Kenyan film director

Nathan Collett is a filmmaker based in Nairobi, Kenya.

==Film career==
===Overview===
Collett's work focuses on those on the margins of society as well as on environmental issues. He has filmed across the world, including location footage in Somalia and South America. He works both in fictional films and on documentaries, with a specific focus on Kibera in Kenya, Africa's largest shantytown. He is a co-owner of Hot Sun Films, a film/video production and training company. One of Hot Sun Films' projects is the Hot Sun Foundation, a non-profit organization. The organization gives training to the youth of Kibera in film and video, and also started the first film school for local youngsters.

===Films===
====The Oath====
The Oath is a 2005 short drama film written by Collett and Njuguna Wakanyote. Set in 1950s Kenya during the Mau Mau uprising under British colonialism, the film portrays the struggle between two brothers on opposite sides of the conflict.

====Kibera Kid====
Kibera Kid is a short film set in the Kibera slums in Nairobi, Kenya. It was written, directed and co-produced by Collett in collaboration with local people in Kibera.

====Charcoal Traffic====
In 2008, Collett directed the short film Charcoal Traffic, which was written by and co-produced with the Somali environmentalist Fatima Jibrell. The film was shot on location in Somalia, and employs a fictional storyline to educate the public about the ecological damage that charcoal production can create.
********************
# Try it:
List every film title named in the Nathan Collett text.

Dataset items:
********************
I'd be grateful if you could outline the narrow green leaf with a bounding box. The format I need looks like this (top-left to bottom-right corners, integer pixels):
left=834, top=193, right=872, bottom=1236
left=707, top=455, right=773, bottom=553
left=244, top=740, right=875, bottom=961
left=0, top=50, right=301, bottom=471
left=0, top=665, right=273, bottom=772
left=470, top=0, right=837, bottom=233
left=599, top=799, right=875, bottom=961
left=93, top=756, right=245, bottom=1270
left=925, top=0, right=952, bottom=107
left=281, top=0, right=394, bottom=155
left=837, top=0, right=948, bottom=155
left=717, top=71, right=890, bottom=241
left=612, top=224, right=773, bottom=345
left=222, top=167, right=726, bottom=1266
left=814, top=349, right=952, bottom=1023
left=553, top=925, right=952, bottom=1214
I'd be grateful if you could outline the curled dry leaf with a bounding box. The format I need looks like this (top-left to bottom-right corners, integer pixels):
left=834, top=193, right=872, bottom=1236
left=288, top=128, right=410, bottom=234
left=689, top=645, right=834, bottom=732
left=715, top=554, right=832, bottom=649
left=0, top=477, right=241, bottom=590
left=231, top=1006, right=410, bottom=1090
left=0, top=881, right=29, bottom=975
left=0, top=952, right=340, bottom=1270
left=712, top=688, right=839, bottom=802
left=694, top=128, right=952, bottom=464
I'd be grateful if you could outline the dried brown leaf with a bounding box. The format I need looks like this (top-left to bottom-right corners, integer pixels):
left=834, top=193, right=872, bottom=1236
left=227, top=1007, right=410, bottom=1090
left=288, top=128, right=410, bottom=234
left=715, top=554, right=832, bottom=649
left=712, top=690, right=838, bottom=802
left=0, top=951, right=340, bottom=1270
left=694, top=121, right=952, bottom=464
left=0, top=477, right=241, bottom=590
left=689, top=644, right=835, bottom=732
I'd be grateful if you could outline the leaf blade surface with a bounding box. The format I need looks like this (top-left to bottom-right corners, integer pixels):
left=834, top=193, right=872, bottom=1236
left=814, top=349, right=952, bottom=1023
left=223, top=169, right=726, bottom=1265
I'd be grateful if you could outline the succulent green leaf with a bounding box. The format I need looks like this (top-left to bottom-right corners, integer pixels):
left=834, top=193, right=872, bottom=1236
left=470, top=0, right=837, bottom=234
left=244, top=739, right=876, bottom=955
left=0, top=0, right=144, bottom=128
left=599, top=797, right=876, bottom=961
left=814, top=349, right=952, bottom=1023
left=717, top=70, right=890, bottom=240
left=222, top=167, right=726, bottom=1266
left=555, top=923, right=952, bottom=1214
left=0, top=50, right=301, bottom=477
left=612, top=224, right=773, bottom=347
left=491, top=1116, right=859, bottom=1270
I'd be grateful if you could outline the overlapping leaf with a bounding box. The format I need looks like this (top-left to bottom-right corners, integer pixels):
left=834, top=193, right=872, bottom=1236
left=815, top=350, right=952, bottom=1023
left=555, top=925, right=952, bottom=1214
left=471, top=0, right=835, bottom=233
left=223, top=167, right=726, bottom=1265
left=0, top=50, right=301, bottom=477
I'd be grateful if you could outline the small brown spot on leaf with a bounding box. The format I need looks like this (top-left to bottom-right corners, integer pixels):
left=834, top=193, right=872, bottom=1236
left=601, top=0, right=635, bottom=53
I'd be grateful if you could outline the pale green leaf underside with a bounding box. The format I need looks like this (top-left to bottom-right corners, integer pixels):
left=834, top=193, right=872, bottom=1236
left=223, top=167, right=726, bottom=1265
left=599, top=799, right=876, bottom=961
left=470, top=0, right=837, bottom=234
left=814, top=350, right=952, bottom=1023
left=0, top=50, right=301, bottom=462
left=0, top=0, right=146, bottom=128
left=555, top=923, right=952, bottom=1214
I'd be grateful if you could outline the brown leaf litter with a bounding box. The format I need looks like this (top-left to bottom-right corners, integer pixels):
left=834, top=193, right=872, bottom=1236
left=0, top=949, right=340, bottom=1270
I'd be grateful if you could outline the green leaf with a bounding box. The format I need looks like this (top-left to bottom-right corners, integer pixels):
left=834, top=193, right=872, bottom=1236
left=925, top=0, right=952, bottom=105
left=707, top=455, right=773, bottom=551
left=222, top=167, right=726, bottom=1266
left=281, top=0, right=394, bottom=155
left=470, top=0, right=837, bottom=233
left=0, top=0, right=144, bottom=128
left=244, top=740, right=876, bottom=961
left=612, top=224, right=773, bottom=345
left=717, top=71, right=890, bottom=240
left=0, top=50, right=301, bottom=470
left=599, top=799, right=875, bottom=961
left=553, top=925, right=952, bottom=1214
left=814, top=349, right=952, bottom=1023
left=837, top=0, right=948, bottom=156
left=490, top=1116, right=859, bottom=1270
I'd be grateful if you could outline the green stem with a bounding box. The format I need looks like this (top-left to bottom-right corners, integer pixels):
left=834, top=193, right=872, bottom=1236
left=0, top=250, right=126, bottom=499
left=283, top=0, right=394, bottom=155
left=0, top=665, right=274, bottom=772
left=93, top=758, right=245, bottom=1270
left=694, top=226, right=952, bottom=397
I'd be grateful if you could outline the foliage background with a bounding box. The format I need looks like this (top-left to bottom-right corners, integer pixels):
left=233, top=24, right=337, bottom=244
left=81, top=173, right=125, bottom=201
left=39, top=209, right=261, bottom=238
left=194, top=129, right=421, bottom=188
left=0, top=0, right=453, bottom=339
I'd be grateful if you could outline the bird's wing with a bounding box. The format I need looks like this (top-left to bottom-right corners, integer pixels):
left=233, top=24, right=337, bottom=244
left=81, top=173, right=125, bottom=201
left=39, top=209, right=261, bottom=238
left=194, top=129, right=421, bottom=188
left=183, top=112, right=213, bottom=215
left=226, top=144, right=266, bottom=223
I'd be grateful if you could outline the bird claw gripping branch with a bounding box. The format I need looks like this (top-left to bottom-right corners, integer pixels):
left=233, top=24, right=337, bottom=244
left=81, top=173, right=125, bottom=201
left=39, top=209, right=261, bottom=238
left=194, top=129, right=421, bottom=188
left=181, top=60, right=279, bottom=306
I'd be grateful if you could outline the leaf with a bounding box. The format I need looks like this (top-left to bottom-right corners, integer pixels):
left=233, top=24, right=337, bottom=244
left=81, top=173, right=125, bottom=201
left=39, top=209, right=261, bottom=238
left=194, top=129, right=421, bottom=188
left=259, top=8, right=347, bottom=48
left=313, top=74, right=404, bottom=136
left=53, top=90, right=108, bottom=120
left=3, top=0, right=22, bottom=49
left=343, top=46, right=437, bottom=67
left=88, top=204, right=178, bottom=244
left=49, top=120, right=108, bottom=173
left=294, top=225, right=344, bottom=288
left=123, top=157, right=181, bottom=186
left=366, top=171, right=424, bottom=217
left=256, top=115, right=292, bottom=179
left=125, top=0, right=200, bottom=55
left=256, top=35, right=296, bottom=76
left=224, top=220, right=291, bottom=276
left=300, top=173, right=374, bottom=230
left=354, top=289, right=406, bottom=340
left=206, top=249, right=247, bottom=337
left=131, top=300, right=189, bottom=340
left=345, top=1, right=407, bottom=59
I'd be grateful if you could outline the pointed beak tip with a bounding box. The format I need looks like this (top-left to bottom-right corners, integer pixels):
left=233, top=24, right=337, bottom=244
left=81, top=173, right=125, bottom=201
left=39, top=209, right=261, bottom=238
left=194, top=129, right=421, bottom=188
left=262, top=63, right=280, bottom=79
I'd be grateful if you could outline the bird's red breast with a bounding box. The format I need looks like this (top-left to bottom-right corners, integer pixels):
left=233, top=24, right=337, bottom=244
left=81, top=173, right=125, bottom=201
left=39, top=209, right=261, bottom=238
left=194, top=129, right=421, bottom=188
********************
# Solved problem:
The Oath
Kibera Kid
Charcoal Traffic